Filebeat (beats) uses SSL certificate for validating logstash server identity, so copy the logstash-forwarder.crt from the logstash server to the client.

$ scp -pr [email protected]:/etc/ssl/logstash-forwarder.crt /etc/ssl

Configure Filebeat

Now, it’s the time to connect filebeat with Logstash; follow up the below steps to get filebeat configured with ELK stack.

Filebeat configuration file is in YAML format, which means indentation is very important. Make sure you use the same number of spaces used in the guide.

Open up the filebeat configuration file.

nano /etc/filebeat/filebeat.yml

On top, you would see Filebeat prospectors. Here, you need to specify what are files should be sent to logstash and how should they be handled. Each prospector starts with character.

For testing purpose, we will configure filebeat to send /var/log/syslog to Logstash server. To do that, modify the existing prospector under paths section. Comment out the – /var/log/*.log to avoid sending all .log file present in that directory to Logstash.

.  .  .

      paths:

        - /var/log/syslog
        # - /var/log/*.log

.  .  .

In the Outputs section, comment out the section output.elasticsearch: as we are not going to store logs directly to Elasticsearch.

Now, find the line “output.logstash:” and modify the entries like below. This section defines filebeat to send logs to logstash server “server.itzgeek.local” on port “5044” and mention the path where the copied SSL certificate is placed.

Note: Replace “server.itzgeek.local” with IP address in case if you are using IP SAN.

.   .   .

# LISTED RECORDS
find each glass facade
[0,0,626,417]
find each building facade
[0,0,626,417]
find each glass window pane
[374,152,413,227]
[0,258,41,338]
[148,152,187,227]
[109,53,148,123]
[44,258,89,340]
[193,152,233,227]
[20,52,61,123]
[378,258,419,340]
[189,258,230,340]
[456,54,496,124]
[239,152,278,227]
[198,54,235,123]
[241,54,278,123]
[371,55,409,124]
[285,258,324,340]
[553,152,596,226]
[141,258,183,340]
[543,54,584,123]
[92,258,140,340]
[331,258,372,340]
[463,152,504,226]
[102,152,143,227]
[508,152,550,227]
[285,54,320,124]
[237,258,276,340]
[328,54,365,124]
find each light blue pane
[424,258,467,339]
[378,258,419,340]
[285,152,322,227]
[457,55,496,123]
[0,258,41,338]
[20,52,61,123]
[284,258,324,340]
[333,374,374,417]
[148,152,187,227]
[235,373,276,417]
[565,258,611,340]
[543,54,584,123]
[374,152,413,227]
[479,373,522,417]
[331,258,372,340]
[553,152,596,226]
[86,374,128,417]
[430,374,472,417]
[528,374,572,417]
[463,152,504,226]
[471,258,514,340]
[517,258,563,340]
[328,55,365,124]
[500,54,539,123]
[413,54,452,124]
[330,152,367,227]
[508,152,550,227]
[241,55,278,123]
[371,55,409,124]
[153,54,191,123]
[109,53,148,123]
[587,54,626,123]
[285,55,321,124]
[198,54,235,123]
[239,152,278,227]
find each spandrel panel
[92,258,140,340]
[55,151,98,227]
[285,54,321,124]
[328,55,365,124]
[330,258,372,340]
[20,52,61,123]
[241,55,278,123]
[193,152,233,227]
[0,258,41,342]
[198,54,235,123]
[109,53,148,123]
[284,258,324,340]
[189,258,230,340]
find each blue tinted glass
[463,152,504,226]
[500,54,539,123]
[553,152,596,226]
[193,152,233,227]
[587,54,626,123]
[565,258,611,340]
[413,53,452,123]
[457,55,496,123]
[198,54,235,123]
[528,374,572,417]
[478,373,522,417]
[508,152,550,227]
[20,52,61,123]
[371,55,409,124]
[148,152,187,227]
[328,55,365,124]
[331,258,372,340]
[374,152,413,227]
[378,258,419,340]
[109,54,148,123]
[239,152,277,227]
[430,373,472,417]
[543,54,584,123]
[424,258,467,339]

# WHAT IS ASKED
• A. In the Filebeat configuration excerpt, which port does the output.logstash section use to send logs to the Logstash server?
• B. Quote the Filebeat configuration excerpt word for word, beginning at the words "Filebeat (beats) uses" and stopping after "filebeat configuration file.".

# ANSWERS IN ORDER
• A. Port 5044.

• B.
Filebeat (beats) uses SSL certificate for validating logstash server identity, so copy the logstash-forwarder.crt from the logstash server to the client.

$ scp -pr [email protected]:/etc/ssl/logstash-forwarder.crt /etc/ssl

Configure Filebeat

Now, it’s the time to connect filebeat with Logstash; follow up the below steps to get filebeat configured with ELK stack.

Filebeat configuration file is in YAML format, which means indentation is very important. Make sure you use the same number of spaces used in the guide.

Open up the filebeat configuration file.